WHAT TO WORK ON:
1. Repeat the passage on tourism's local costs word for word, from "Other studies (Foder" up to and including "cost of development.".
2. In the passage on tourism's local costs, which tax do local governments depend on to finance destination marketing?
3. Carry the passage on tourism's local costs forward from its last sentence.
** Opening TEXT SEGMENT block **
Studies of successful tourist destinations show that unless a government wisely engages its residents in seeking solutions to the impact of the growing tourism economy, frictions between local residents and the wine and hospitality industries grow. Tourism brings increased demand upon local infrastructure and heavier use of finite resources -- all impacting the quality of life for those of us who live here. In addition, the tourism and the wine industries take a heavy toll upon our ecology.
Other studies (Foder and Associates) have shown that growth beyond 1 percent per year leads to diminishing median incomes among populations in metropolitan areas. Governments tend to exaggerate the economic benefits of tourism by failing to take into account that the bulk of the revenue ends up going outside the county, to multi-national corporations. The large expenditures associated with that growth -- particularly the staggering costs of maintenance and expansion of the infrastructure that comes in cycles over several decades -- are externalized to the local taxpayers. Local governments receive a very small amount of the overall tourist revenue, such as fees, the Transient Occupancy Tax (TOT), and sales taxes. Nevertheless, local governments depend on TOT to finance destination marketing in a never-ending cycle of growth. We do not charge enough for the true cost of development.
** Closing TEXT SEGMENT block **
** Opening COLLECTED MATERIAL block **
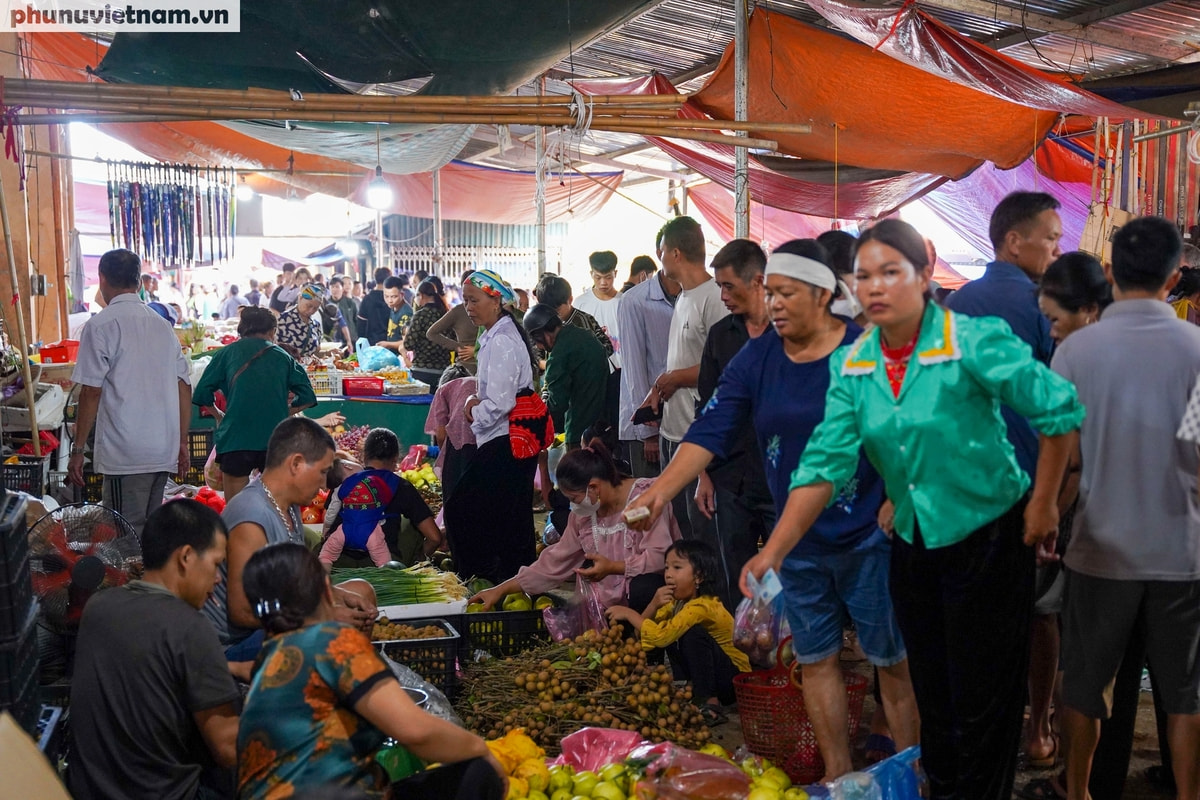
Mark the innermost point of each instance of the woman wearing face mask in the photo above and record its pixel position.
** Closing COLLECTED MATERIAL block **
PER-TASK ANSWERS:
1.
Other studies (Foder and Associates) have shown that growth beyond 1 percent per year leads to diminishing median incomes among populations in metropolitan areas. Governments tend to exaggerate the economic benefits of tourism by failing to take into account that the bulk of the revenue ends up going outside the county, to multi-national corporations. The large expenditures associated with that growth -- particularly the staggering costs of maintenance and expansion of the infrastructure that comes in cycles over several decades -- are externalized to the local taxpayers. Local governments receive a very small amount of the overall tourist revenue, such as fees, the Transient Occupancy Tax (TOT), and sales taxes. Nevertheless, local governments depend on TOT to finance destination marketing in a never-ending cycle of growth. We do not charge enough for the true cost of development.

2. The Transient Occupancy Tax (TOT).

3.
As multinational corporations now own the bulk of the wine industry here, they monetize our fragile hillsides in the Ag Watersheds for "great cabs" and for "authentic experiences" in natural settings. Concurrently our agricultural and natural lands are urbanized and remote roadways, meant for minimal traffic loads, are seriously impacted. It is up to us, the residents of Napa County, to keep a thriving tourism economy in balance with the needs of locals and the needs of the local ecosystems.
What We're Doing
In the past, Napa Vision 2050 hosted a well-attended tourism conference to address these issues. As the expansion of remote wineries and expanded tourist visitation has crept into the hillsides and onto steep, rural, single-track roadways, the need for an ordinance or an initiative is evident.
We are working for a future in which our tourism and wine industries are in balance with the community and environment they exist within. Affordable housing allows workers to live within walking or short driving distance from their homes. Tourism and the wine industry remain viable, but not monocultures. Small businesses are supported as diversity in economic bases increases our county's economic resilience. Commercial activities such as restaurants and tastings concentrate in urban centers.